Request: Repeat exactly, and only, the lines from the one containing "Task: place one pin on each instance of the tall" through the end of the records.

══════════

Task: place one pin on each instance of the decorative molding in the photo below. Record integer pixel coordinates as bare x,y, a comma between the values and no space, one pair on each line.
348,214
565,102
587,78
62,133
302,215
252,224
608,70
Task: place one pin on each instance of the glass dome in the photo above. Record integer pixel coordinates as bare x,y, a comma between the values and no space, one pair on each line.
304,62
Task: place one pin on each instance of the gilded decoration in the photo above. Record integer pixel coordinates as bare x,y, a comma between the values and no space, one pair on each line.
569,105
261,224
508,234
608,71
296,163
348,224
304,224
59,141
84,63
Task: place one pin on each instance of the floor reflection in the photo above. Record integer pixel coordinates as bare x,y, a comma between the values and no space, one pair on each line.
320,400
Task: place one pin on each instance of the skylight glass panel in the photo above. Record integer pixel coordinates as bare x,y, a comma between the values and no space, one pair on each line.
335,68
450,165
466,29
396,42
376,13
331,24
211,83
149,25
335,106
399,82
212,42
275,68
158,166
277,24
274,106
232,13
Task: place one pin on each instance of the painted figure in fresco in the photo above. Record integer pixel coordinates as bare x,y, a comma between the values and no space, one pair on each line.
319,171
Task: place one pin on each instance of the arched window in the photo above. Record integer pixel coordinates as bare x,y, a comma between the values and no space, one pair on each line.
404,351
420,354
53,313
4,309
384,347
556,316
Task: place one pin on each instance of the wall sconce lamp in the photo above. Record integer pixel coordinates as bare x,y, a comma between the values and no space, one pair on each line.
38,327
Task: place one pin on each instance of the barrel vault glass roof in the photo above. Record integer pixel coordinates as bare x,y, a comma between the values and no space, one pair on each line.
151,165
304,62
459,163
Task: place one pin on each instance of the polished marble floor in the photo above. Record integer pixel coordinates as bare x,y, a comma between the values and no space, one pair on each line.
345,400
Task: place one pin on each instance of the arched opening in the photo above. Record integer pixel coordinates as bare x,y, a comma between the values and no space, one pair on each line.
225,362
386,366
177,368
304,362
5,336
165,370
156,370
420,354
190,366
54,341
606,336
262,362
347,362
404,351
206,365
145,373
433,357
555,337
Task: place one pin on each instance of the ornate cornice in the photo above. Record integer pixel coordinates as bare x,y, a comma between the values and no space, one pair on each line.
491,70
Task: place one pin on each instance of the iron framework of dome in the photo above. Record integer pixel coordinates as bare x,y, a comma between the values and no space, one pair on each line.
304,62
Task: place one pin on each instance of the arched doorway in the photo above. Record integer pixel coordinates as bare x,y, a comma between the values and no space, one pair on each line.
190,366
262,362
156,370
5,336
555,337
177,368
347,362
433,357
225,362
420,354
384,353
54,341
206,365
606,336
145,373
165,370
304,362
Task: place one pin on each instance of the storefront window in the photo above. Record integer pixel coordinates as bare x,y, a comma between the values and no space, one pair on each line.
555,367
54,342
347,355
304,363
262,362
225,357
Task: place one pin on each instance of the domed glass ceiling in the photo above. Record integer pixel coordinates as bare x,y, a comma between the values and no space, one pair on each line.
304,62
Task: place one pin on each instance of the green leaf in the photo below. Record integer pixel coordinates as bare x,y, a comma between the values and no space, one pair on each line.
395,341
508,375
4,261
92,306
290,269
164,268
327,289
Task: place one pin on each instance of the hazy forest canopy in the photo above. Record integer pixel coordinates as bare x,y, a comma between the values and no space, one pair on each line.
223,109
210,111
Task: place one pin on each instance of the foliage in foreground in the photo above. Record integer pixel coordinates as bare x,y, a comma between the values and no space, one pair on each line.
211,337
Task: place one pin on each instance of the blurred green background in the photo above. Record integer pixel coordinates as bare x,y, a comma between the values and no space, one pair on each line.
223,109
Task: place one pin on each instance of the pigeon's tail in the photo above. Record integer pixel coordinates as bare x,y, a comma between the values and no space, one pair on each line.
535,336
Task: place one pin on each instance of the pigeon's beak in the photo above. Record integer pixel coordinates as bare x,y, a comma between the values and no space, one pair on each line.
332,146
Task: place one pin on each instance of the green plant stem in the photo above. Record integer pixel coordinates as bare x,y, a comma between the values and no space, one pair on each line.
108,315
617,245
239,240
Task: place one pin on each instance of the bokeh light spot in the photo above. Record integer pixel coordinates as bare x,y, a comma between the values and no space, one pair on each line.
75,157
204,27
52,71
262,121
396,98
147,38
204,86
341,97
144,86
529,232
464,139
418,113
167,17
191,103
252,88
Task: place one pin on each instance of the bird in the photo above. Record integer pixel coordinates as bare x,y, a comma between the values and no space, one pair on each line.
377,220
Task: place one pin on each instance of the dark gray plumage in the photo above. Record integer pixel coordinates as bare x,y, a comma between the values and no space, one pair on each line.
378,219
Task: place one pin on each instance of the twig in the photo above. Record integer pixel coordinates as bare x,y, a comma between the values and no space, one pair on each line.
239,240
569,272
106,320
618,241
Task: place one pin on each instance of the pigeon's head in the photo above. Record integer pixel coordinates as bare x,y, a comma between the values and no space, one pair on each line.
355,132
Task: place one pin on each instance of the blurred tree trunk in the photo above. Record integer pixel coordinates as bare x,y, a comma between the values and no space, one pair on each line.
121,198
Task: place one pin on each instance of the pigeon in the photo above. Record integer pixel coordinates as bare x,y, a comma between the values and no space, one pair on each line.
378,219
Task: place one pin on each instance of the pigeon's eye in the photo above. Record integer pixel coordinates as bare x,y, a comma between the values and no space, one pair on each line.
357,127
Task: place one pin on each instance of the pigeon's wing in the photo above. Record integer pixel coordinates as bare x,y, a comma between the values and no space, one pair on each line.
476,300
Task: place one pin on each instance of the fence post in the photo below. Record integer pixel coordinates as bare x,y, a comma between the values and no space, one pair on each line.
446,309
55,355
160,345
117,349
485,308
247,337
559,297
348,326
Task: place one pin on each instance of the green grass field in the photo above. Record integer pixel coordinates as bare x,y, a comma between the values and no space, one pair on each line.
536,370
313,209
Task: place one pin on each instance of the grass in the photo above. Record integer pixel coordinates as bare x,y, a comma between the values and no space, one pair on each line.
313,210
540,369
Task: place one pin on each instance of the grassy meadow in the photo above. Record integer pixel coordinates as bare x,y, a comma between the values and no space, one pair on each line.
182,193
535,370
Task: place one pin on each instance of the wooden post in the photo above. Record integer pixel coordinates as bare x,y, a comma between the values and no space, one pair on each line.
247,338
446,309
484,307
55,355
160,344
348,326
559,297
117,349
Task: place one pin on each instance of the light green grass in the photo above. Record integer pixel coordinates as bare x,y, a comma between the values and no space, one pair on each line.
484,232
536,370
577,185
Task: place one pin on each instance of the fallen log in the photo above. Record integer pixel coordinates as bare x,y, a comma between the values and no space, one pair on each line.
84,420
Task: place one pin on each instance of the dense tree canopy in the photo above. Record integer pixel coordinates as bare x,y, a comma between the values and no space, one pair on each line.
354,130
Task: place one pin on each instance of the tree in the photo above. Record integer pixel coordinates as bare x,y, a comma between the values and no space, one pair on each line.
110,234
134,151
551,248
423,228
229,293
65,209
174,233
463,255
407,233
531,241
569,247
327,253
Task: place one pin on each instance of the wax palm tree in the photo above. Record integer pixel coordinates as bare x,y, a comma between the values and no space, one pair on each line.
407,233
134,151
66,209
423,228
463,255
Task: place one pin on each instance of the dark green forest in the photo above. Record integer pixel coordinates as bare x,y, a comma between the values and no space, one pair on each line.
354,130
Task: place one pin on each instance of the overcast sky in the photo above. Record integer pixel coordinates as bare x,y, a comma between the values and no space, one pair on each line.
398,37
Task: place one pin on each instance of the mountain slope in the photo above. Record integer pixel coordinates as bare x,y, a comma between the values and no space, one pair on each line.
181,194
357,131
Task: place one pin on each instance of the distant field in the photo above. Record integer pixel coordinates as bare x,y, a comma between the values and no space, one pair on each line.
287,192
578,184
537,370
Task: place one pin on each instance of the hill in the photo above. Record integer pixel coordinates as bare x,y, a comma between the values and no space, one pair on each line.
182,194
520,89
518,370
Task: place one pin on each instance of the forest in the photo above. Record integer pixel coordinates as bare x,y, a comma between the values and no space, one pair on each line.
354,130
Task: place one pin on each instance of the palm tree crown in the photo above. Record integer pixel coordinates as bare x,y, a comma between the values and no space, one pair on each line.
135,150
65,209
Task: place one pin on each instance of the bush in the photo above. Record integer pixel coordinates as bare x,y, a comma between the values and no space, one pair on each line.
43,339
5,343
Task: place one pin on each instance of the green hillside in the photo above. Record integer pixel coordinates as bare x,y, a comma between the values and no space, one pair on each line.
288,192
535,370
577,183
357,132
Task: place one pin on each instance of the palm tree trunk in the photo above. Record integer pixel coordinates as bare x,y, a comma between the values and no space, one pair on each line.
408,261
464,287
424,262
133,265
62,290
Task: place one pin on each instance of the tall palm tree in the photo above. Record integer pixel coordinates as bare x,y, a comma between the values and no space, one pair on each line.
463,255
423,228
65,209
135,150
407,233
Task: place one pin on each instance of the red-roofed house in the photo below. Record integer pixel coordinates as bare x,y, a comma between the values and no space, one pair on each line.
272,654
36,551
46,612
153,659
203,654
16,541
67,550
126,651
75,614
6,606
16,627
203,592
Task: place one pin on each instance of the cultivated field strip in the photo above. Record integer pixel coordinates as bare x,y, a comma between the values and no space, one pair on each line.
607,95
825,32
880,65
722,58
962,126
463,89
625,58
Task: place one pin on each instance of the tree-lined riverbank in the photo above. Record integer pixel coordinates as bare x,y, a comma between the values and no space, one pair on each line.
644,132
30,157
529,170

══════════

Result for this exercise:
Task: place one pin on each instance of the tall palm tree in the photo above. Record integer pixel coordinates as bare x,y, a comma between the values and no space, one pair on each line.
463,255
423,228
65,209
135,150
407,233
Task: place one pin on each instance of the red-roofed house in the photo below. Record integer pixel coordinates as bare x,y, a comma between the values and no space, one pair on each line.
272,654
36,551
46,612
153,659
203,654
16,541
67,550
126,651
75,614
6,606
16,627
203,592
Task: place one pin on each instance of the cultivated field strip in the photo above. Record integer pixel coordinates as bare x,y, a comma between the values and no space, one pair on each line.
607,95
825,32
880,65
722,58
962,126
463,89
625,58
Task: place one pin on each instance of the tree-lined riverbank in the photo above. Record integer pixel coordinates as bare x,y, a comma between the values and no space, one pair on each line.
644,132
30,157
529,170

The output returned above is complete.